■ **YOUR OBJECTIVE**: Output the data below line for line, without changing anything, and omit the pictures.
-- Begin INPUT --
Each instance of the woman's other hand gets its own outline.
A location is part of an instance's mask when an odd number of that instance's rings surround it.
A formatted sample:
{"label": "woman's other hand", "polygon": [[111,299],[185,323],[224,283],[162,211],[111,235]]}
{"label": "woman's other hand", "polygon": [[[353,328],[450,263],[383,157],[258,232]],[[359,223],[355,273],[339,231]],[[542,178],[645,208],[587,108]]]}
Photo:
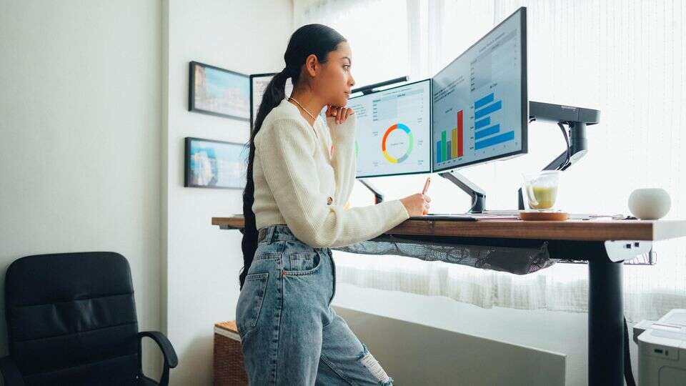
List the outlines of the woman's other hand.
{"label": "woman's other hand", "polygon": [[431,198],[426,194],[417,193],[400,199],[400,202],[405,206],[405,209],[407,210],[410,217],[423,216],[429,213],[429,203],[431,202]]}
-- End INPUT --
■ **TASK ANSWER**:
Each instance of the woman's other hand gets its own outline.
A location is part of an instance's mask when an odd number of that instance's rings surround it.
A formatted sample:
{"label": "woman's other hand", "polygon": [[111,299],[185,323],[224,283],[162,211],[111,235]]}
{"label": "woman's other hand", "polygon": [[[353,328],[450,263],[383,157],[258,232]],[[359,223],[355,273],[339,231]],[[542,178],[645,208],[587,108]]]}
Photo:
List the outlines of the woman's other hand.
{"label": "woman's other hand", "polygon": [[431,198],[426,194],[417,193],[400,199],[400,202],[405,206],[405,209],[407,210],[410,217],[423,216],[429,213],[429,203],[431,202]]}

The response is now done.